START MATERIAL FOR THIS EXERCISE
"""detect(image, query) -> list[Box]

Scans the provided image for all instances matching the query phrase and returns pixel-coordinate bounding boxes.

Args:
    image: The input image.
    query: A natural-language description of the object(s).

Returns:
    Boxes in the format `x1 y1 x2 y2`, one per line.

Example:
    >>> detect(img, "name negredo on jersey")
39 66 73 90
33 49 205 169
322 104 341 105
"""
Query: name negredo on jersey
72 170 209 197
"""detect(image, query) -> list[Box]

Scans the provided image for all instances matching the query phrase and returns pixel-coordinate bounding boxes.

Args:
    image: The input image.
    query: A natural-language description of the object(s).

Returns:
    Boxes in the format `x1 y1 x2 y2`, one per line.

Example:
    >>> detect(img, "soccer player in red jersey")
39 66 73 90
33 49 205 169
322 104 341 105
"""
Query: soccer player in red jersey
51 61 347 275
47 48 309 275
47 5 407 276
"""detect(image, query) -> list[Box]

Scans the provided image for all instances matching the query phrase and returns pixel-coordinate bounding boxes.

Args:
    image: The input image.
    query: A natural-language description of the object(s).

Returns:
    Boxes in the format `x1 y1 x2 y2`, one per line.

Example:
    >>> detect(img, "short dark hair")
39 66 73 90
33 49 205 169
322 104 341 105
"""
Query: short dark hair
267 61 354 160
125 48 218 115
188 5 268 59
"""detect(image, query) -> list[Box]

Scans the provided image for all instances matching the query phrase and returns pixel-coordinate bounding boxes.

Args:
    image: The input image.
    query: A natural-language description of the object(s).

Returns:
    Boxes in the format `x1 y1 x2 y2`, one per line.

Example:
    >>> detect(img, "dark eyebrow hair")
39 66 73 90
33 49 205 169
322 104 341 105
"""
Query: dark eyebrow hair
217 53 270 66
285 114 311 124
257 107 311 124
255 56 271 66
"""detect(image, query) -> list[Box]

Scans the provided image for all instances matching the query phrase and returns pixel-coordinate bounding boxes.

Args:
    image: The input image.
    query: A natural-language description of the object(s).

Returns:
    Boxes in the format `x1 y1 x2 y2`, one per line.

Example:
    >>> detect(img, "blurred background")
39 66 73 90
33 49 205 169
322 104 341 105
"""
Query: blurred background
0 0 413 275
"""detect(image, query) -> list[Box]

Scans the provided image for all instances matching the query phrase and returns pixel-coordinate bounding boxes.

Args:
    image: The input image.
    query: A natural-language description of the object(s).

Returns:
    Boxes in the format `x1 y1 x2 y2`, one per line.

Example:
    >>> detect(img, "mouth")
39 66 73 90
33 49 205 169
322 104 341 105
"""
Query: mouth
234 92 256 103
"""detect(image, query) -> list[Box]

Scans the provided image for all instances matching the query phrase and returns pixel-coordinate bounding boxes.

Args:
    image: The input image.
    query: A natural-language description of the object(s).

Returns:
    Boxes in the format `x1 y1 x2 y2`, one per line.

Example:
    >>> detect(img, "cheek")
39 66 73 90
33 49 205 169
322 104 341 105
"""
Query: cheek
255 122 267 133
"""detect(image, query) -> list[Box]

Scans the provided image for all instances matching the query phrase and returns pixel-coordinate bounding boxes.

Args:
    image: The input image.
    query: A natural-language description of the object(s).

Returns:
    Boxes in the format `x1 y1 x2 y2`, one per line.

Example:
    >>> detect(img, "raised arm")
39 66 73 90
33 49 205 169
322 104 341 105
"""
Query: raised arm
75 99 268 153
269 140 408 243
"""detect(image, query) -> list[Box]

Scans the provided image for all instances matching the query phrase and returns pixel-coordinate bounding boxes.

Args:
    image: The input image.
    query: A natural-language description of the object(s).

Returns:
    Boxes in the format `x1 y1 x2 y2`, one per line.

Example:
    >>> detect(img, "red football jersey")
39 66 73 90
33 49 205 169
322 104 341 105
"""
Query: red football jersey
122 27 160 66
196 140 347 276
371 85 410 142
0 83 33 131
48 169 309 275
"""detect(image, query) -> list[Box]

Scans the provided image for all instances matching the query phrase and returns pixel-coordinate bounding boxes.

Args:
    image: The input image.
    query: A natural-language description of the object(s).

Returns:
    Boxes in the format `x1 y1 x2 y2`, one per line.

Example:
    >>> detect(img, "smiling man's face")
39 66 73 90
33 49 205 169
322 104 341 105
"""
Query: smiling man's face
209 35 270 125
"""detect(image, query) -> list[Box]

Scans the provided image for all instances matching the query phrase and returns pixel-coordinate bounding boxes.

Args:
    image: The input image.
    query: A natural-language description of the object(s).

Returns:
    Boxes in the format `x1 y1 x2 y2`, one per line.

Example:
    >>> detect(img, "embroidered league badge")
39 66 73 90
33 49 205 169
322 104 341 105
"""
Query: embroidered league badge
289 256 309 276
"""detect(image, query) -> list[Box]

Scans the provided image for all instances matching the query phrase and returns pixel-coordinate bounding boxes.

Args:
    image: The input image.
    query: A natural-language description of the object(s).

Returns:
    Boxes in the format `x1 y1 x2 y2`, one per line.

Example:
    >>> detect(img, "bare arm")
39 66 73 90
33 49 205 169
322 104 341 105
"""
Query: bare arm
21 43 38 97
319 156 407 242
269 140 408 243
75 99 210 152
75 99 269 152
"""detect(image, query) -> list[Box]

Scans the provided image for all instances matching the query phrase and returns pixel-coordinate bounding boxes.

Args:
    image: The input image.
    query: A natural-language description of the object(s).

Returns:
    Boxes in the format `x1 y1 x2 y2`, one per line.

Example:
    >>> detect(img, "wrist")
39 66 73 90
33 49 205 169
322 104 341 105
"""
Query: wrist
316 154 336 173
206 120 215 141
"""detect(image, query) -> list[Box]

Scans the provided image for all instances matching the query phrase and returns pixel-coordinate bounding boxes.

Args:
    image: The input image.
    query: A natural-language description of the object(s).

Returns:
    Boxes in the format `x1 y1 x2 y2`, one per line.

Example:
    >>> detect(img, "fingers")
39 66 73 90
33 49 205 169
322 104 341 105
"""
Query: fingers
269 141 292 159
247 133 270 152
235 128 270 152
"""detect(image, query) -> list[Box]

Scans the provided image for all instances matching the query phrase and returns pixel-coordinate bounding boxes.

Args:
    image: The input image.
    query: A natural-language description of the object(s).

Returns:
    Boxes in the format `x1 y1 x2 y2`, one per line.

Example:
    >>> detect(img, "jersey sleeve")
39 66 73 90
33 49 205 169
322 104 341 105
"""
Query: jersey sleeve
END MATERIAL FOR THIS EXERCISE
--- WHAT YOU WILL DO ---
Go back to the listing above and please repeat it exactly.

--- TASK SOLUTION ---
"""detect(image, query) -> list[Box]

Scans the provided image for all instances matching the query phrase and returns pixel-coordinate bounding boxes.

Args:
    image: The input image.
    query: A natural-language description of the object(s).

Returns:
    Boxes in the format `x1 y1 x2 y2`, one per line.

Example:
    >>> detect(img, "name negredo on jersey")
39 66 73 90
33 49 205 169
322 104 341 105
"""
Query: name negredo on jersey
72 170 209 197
"""detect(image, query) -> list[Box]

Scans the provided image for all instances matching the query phrase and returns pixel-coordinate bounding boxes.

Args:
    image: The input image.
    query: A natural-language description of the object(s).

Returns:
    Boxes in the format `x1 y1 x2 y2`, one per line.

Example:
    >>> detect(img, "soccer player in red jersey")
39 66 73 90
33 49 205 169
322 104 341 105
"""
Query: soccer player in red jersey
51 61 347 275
47 48 309 275
47 5 407 276
"""detect(image, query) -> list[Box]

Scans the provided image for all instances matching the query phrase and returns pixel-coordinate bounding boxes.

Args:
    image: The input image.
    query: A natural-language description of the object(s).

Returns:
    Boxes in the format `x1 y1 x2 y2`, one per line.

Example:
    >>> detect(img, "short dark hair")
39 66 73 90
33 49 205 169
322 104 341 105
"""
Query: short dark hair
267 61 354 160
125 48 218 115
188 5 268 59
"""detect(image, query) -> list[Box]

Scans the provided image for all instances matching the query phrase and returns pixel-coordinate bounding boxes.

Args:
    image: The input image.
    query: A natural-language description of the object(s).

Returns:
    Boxes in the format `x1 y1 x2 y2`, one per line.

Example:
    >>> detect(img, "dark eyebrow hair")
39 66 73 90
33 49 205 169
322 104 341 105
"""
Query: dark eyebrow hair
217 53 270 66
285 114 311 124
257 107 311 124
255 56 271 66
"""detect(image, query) -> list[Box]

Scans the provided image for all instances matching the query phrase and returns pixel-coordinate bounding boxes.

Args:
    image: The input image.
    query: A natural-language description of the object(s).

Returns:
    Boxes in the format `x1 y1 x2 y2`, one per line.

Example:
    >>> detect(img, "blurred background")
39 66 73 90
33 49 205 169
322 104 341 105
"""
Query: blurred background
0 0 413 275
"""detect(image, query) -> list[Box]

Scans the provided image for all instances matching the query phrase and returns pixel-coordinate bounding boxes.

Args:
    image: The input image.
    query: A natural-language description of the object(s).

Returns:
    Boxes in the format `x1 y1 x2 y2`, one per line.

Example:
    >>> detect(img, "mouth")
39 66 73 90
33 49 205 169
322 104 341 105
"""
Query: mouth
234 92 256 103
"""detect(image, query) -> list[Box]

Scans the provided image for all instances matching the query phrase and returns pixel-coordinate bounding boxes.

Args:
    image: The input image.
    query: A natural-language description of the object(s).

Returns:
    Boxes in the format `x1 y1 x2 y2`, one per line.

Example:
    >>> detect(img, "cheek")
39 66 73 90
33 49 205 169
322 104 341 105
"""
Query: cheek
255 122 267 133
"""detect(image, query) -> list[Box]

Scans the provided image for all instances matching the query phrase and returns pixel-coordinate bounding boxes.

Args:
    image: The input image.
    query: A natural-language description of the object(s).

Returns:
    Boxes in the format `x1 y1 x2 y2`, one per line.

Example:
    >>> detect(img, "raised arm")
39 66 73 90
33 49 205 169
322 104 341 105
"""
Query: raised arm
75 99 268 153
269 140 408 243
"""detect(image, query) -> list[Box]

Scans the provided image for all instances matching the query phrase and returns pixel-coordinate bounding boxes.

Args:
    image: The input image.
    query: A natural-language description of the object(s).

Returns:
    Boxes in the format `x1 y1 x2 y2`, one per line.

Example:
    >>> detect(img, "red football jersey")
39 66 73 90
33 49 205 169
322 104 341 105
"""
Query: red football jersey
122 27 160 66
196 140 347 276
371 85 410 142
0 83 33 131
48 169 309 275
"""detect(image, query) -> list[Box]

Scans the provided image for all instances matching the query phrase and returns pixel-coordinate bounding boxes.

Args:
    image: The input image.
    query: A natural-language description of the object(s).

Returns:
    Boxes in the format `x1 y1 x2 y2`, one per line.

Example:
    >>> detect(img, "smiling man's face")
39 66 73 90
33 49 205 169
322 104 341 105
"""
Query: smiling man's face
209 35 270 125
"""detect(image, query) -> list[Box]

Scans the provided image for all instances matching the query phrase and returns pixel-coordinate bounding boxes.

Args:
    image: The input image.
    query: A natural-language description of the object(s).

Returns:
    Boxes in the format `x1 y1 x2 y2`, one per line.

Example:
    >>> detect(img, "embroidered league badge")
39 66 73 90
33 49 205 169
322 104 341 105
"""
Query: embroidered league badge
289 256 309 276
"""detect(image, query) -> list[Box]

Scans the provided image for all instances matching the query phrase and returns pixel-coordinate bounding boxes.

Args:
    image: The input image.
    query: A natural-language description of the object(s).

Returns:
    Boxes in the format `x1 y1 x2 y2`, one per line.

Example:
    >>> detect(img, "bare arm")
39 66 73 90
33 49 205 169
322 104 341 105
"""
Query: bare arm
21 43 38 97
319 156 407 242
269 140 408 243
75 99 210 152
75 99 269 152
"""detect(image, query) -> list[Box]

Scans the provided image for all instances matching the query phrase and returns pixel-coordinate bounding boxes.

Args:
    image: The input image.
    query: A natural-language description of the object(s).

Returns:
    Boxes in the format `x1 y1 x2 y2`, one per line.

Example:
    >>> detect(img, "wrist")
39 66 73 90
33 49 205 169
322 104 341 105
"""
Query: wrist
316 154 336 173
206 120 215 141
"""detect(image, query) -> list[Box]

Scans the provided image for all instances matching the query phrase and returns pixel-coordinate bounding boxes.

Args:
    image: The input image.
    query: A natural-language description of the object(s).

Returns:
    Boxes in the format `x1 y1 x2 y2`, one per line.

Example:
    >>> detect(img, "fingers")
39 66 73 90
33 49 205 169
322 104 341 105
"""
Query: fingers
269 141 292 159
247 133 270 152
235 128 270 152
"""detect(image, query) -> list[Box]

Scans the provided image for all instances matching the query phrase and returns pixel-coordinate bounding boxes.

Args:
    image: The input image.
    query: A natural-language description of the object(s).

Returns:
    Boxes in the format `x1 y1 x2 y2`, one per line.

Example:
    >>> detect(img, "jersey sleeve")
39 66 73 90
33 49 205 169
322 104 341 105
"""
Query: jersey sleeve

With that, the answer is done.